**WHAT YOU WILL DO**
Transcribe every line of the listing below without any deviation.

**SOURCE MATERIAL**
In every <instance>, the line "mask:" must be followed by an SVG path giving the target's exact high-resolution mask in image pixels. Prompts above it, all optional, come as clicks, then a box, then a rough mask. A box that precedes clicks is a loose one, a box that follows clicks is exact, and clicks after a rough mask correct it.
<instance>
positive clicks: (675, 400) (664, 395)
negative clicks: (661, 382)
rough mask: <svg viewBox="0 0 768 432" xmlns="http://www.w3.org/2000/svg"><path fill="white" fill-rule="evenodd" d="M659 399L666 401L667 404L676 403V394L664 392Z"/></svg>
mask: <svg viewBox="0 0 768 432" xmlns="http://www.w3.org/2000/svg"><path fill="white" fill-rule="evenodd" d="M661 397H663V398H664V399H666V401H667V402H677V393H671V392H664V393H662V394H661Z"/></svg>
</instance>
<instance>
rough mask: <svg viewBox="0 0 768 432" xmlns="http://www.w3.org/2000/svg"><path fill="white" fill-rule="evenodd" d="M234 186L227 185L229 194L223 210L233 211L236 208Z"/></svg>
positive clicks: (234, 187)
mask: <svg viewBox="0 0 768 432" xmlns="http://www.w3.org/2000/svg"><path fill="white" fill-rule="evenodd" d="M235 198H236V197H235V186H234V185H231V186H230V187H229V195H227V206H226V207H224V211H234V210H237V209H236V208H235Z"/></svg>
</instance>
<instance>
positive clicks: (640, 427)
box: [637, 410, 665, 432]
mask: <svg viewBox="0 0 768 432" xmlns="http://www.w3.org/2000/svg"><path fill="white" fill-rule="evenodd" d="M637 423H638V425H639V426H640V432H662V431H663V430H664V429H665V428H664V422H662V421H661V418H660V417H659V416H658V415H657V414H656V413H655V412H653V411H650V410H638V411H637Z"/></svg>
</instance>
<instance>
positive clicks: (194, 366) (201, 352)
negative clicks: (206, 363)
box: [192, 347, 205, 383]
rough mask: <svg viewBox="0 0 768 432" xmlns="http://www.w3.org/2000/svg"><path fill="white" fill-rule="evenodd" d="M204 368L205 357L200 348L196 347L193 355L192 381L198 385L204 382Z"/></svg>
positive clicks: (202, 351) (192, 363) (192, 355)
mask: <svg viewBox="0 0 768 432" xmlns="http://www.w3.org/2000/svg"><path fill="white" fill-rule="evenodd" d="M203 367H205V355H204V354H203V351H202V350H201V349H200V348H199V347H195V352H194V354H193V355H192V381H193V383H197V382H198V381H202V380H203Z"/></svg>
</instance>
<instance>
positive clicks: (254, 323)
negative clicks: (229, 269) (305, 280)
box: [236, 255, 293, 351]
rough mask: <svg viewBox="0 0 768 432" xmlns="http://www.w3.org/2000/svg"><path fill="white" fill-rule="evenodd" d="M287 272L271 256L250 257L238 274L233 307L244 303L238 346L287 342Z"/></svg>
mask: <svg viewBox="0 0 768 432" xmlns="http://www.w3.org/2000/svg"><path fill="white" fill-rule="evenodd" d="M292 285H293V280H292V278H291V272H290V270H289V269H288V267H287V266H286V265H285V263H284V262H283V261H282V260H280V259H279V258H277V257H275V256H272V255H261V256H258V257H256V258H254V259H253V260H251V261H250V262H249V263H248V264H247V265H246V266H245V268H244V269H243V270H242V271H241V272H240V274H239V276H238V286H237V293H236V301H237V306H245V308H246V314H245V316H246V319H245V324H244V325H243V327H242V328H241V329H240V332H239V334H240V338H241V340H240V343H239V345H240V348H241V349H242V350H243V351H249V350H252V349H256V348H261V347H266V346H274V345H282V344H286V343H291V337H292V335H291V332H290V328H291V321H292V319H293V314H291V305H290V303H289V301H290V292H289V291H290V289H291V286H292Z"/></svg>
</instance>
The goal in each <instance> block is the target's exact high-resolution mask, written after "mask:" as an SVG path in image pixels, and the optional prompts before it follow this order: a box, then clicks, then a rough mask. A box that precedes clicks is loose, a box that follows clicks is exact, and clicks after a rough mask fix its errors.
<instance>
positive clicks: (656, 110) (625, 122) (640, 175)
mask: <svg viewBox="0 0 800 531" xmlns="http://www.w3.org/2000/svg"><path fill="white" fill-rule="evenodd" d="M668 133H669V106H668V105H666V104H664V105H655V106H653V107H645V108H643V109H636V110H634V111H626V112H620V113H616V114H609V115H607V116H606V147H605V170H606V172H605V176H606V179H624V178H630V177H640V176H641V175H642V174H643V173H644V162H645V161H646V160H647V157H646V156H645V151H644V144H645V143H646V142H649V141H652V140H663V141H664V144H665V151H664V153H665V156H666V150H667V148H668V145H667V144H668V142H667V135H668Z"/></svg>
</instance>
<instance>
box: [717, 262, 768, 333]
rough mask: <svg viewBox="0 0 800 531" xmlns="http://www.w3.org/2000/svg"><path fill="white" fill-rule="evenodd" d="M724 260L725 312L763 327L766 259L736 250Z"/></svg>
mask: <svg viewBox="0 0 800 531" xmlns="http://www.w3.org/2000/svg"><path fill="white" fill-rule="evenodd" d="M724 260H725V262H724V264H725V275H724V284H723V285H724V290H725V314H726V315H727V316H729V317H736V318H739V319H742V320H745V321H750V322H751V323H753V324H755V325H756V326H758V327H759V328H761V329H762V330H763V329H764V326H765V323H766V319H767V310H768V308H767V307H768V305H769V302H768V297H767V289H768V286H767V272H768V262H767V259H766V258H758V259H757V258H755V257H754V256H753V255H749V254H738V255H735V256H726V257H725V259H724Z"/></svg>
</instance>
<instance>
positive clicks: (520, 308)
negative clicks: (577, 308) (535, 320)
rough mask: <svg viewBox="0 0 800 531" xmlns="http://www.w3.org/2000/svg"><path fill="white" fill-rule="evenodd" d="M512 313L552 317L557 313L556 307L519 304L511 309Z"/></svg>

**ANSWER TO THIS EXERCISE**
In every <instance>, the line "mask:" must be followed by an SVG path giving the target's exact high-resolution mask in image pixels. Prompts above it, all optional, come as clicks, then a box, then a rough mask. A box that precedes clicks is a loose one, a box that follows clicks is exact, and clicks after a rough mask correct it.
<instance>
positive clicks: (675, 400) (664, 395)
negative clicks: (661, 382)
rough mask: <svg viewBox="0 0 768 432" xmlns="http://www.w3.org/2000/svg"><path fill="white" fill-rule="evenodd" d="M659 399L666 401L667 404L676 403V394L664 392Z"/></svg>
mask: <svg viewBox="0 0 768 432" xmlns="http://www.w3.org/2000/svg"><path fill="white" fill-rule="evenodd" d="M661 397H663V398H664V399H666V401H667V402H677V393H671V392H664V393H662V394H661Z"/></svg>
</instance>
<instance>
rough mask: <svg viewBox="0 0 768 432" xmlns="http://www.w3.org/2000/svg"><path fill="white" fill-rule="evenodd" d="M234 186L227 185L229 194L223 210L233 211L236 208Z"/></svg>
positive clicks: (234, 187)
mask: <svg viewBox="0 0 768 432" xmlns="http://www.w3.org/2000/svg"><path fill="white" fill-rule="evenodd" d="M235 198H236V197H235V186H234V185H231V186H230V187H229V195H227V206H226V207H224V211H234V210H237V209H236V208H235Z"/></svg>
</instance>
<instance>
positive clicks: (640, 427)
box: [637, 410, 665, 432]
mask: <svg viewBox="0 0 768 432" xmlns="http://www.w3.org/2000/svg"><path fill="white" fill-rule="evenodd" d="M637 423H638V425H639V426H640V432H662V431H663V430H664V429H665V428H664V422H662V421H661V418H660V417H659V416H658V415H657V414H656V413H655V412H653V411H650V410H638V411H637Z"/></svg>
</instance>
<instance>
positive clicks: (194, 366) (201, 352)
negative clicks: (206, 363)
box: [192, 347, 205, 383]
rough mask: <svg viewBox="0 0 768 432" xmlns="http://www.w3.org/2000/svg"><path fill="white" fill-rule="evenodd" d="M204 368L205 357L200 348L196 347L193 355L192 381L198 385L204 382Z"/></svg>
positive clicks: (202, 351) (192, 363) (192, 355)
mask: <svg viewBox="0 0 768 432" xmlns="http://www.w3.org/2000/svg"><path fill="white" fill-rule="evenodd" d="M203 367H205V355H204V354H203V351H202V350H201V349H200V348H199V347H195V352H194V354H193V355H192V381H193V383H197V382H198V381H202V380H203Z"/></svg>
</instance>
<instance>
positive clicks: (254, 323)
negative clicks: (229, 269) (305, 280)
box: [236, 255, 293, 351]
rough mask: <svg viewBox="0 0 768 432" xmlns="http://www.w3.org/2000/svg"><path fill="white" fill-rule="evenodd" d="M287 272L271 256L250 257L238 274L233 307L244 303L238 346L287 342Z"/></svg>
mask: <svg viewBox="0 0 768 432" xmlns="http://www.w3.org/2000/svg"><path fill="white" fill-rule="evenodd" d="M292 285H293V280H292V278H291V272H290V270H289V269H288V267H287V266H286V265H285V263H284V262H283V261H282V260H280V259H279V258H277V257H275V256H272V255H261V256H258V257H256V258H254V259H253V260H251V261H250V262H249V263H248V264H247V265H246V266H245V268H244V269H243V270H242V271H241V272H240V274H239V276H238V286H237V293H236V301H237V306H245V308H246V314H245V316H246V319H245V324H244V325H243V327H242V328H241V329H240V332H239V334H240V338H241V340H240V343H239V345H240V348H241V349H242V350H243V351H249V350H252V349H256V348H261V347H266V346H274V345H282V344H286V343H291V337H292V335H291V332H290V328H291V321H292V319H293V314H291V305H290V303H289V301H290V292H289V291H290V289H291V286H292Z"/></svg>
</instance>
The goal in each <instance> block is the target's exact high-resolution mask, written after "mask:" as an SVG path in image pixels, and the optional prompts before it follow this order: a box, then clicks, then a rough mask. A box that precedes clicks is loose, a box that follows clicks is exact, and clicks after a rough mask fix its errors.
<instance>
positive clicks: (656, 110) (625, 122) (640, 175)
mask: <svg viewBox="0 0 800 531" xmlns="http://www.w3.org/2000/svg"><path fill="white" fill-rule="evenodd" d="M668 133H669V106H668V105H666V104H664V105H655V106H653V107H645V108H643V109H636V110H634V111H626V112H620V113H616V114H609V115H607V116H606V147H605V170H606V172H605V176H606V179H624V178H630V177H640V176H641V175H642V174H643V173H644V162H645V161H646V160H647V157H646V156H645V151H644V144H645V143H646V142H649V141H652V140H663V141H664V144H665V151H664V153H665V156H666V150H667V148H668V145H667V144H668V142H667V135H668Z"/></svg>
</instance>
<instance>
box: [717, 262, 768, 333]
rough mask: <svg viewBox="0 0 800 531" xmlns="http://www.w3.org/2000/svg"><path fill="white" fill-rule="evenodd" d="M724 260L725 312L763 327L766 259L736 250Z"/></svg>
mask: <svg viewBox="0 0 800 531" xmlns="http://www.w3.org/2000/svg"><path fill="white" fill-rule="evenodd" d="M724 260H725V262H724V264H725V275H724V284H723V285H724V290H725V314H726V315H727V316H729V317H736V318H739V319H742V320H745V321H750V322H751V323H753V324H755V325H756V326H758V327H759V328H761V329H762V330H763V329H764V326H765V323H766V319H767V310H768V308H767V307H768V305H769V302H768V297H767V289H768V286H767V272H768V262H767V259H766V258H758V259H757V258H755V257H754V256H753V255H749V254H738V255H735V256H726V257H725V259H724Z"/></svg>
</instance>
<instance>
positive clicks: (520, 308)
negative clicks: (577, 308) (535, 320)
rough mask: <svg viewBox="0 0 800 531" xmlns="http://www.w3.org/2000/svg"><path fill="white" fill-rule="evenodd" d="M512 313L552 317L557 313L556 307L519 304L511 309Z"/></svg>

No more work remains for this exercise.